Sasaran Tugas:
A - Ambil dari artikel tentang harga minyak bagian mulai "Harga Minyak turun" sampai "keempat hingga 2026.", tanpa mengubah satu kata pun.
B - Jelaskan dalam satu hingga tiga kalimat alasan minyak mentah diperkirakan mencatat penurunan tipis secara kuartalan menurut artikel tentang harga minyak.
C - Menurut artikel tentang harga minyak, berapa tambahan pasokan ke pasar internasional jika Irak melanjutkan ekspor melalui Kurdistan?
---------- Teks Sumber
Harga Minyak turun untuk hari kelima berturut-turut, menandai laju penurunan terpanjang sejak awal Agustus, seiring tanda-tanda bahwa pasokan global akan meningkat dan berpotensi menciptakan surplus pada kuartal keempat hingga 2026.
Acuan Minyak global Brent turun mendekati $66 per barel setelah merosot 2,8% selama empat sesi sebelumnya, sementara West Texas Intermediate (WTI) berada di sekitar $62. Irak kemungkinan segera melanjutkan ekspor melalui Kurdistan setelah dua tahun terhenti karena sengketa pembayaran. Hal ini bisa menambah sekitar 230.000 barel per hari ke Pasar internasional, menurut sumber yang mengetahui masalah tersebut.
Minyak mentah diperkirakan mencatat penurunan tipis secara kuartalan, karena proyeksi kelebihan pasokan menutupi kekhawatiran geopolitik yang masih berlangsung, termasuk ancaman aliran dari Rusia.
Kembalinya pasokan yang sempat ditutup oleh OPEC+ serta meningkatnya produksi dari luar kelompok tersebut membuat pengamat Pasar, termasuk Badan Energi Internasional (IEA), memperingatkan bahwa pasokan akan melampaui permintaan dengan margin rekor.
--------------------
---------- Data Tersedia
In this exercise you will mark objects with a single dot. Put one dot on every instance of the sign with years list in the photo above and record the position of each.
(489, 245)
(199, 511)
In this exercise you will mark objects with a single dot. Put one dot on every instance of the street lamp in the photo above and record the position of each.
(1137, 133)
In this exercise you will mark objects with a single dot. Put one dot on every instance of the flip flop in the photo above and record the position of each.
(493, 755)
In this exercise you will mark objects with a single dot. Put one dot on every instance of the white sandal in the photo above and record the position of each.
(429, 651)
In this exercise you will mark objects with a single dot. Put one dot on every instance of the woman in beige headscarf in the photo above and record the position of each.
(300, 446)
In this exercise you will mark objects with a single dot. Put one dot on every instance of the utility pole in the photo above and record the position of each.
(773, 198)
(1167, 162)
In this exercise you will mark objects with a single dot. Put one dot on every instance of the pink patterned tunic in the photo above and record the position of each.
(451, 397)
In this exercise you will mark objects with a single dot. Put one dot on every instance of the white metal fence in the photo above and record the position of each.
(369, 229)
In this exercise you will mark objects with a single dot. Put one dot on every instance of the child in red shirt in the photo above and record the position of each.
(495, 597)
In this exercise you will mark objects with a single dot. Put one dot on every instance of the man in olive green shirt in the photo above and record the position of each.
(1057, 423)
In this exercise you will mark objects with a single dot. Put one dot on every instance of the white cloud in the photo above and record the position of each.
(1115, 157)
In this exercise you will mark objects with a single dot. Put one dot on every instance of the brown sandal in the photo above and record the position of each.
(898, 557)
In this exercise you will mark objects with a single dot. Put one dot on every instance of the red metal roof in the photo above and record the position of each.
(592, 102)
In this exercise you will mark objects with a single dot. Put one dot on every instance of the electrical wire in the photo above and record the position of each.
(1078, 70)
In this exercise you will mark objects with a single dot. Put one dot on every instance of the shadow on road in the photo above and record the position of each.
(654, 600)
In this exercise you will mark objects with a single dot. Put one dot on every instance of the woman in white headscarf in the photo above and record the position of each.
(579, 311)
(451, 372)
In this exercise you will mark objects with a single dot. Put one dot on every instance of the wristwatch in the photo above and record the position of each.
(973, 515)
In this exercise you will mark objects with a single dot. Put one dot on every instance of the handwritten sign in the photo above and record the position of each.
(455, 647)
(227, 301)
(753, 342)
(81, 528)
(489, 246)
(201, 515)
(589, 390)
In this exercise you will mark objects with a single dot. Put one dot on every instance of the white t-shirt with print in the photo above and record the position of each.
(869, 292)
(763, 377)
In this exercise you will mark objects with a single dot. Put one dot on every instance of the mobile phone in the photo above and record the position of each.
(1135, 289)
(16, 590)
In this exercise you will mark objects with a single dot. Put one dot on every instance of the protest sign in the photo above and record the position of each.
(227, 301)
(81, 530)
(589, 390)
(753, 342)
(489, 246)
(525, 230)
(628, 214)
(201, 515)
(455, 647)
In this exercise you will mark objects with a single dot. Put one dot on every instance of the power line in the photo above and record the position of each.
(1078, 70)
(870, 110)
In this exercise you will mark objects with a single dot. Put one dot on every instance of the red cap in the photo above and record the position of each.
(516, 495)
--------------------
Hasil Berurutan:
A -
Harga Minyak turun untuk hari kelima berturut-turut, menandai laju penurunan terpanjang sejak awal Agustus, seiring tanda-tanda bahwa pasokan global akan meningkat dan berpotensi menciptakan surplus pada kuartal keempat hingga 2026.

B - Penurunan tipis itu diperkirakan karena proyeksi kelebihan pasokan menutupi kekhawatiran geopolitik yang masih berlangsung. Kekhawatiran tersebut termasuk ancaman aliran dari Rusia.

C - Sekitar 230.000 barel per hari.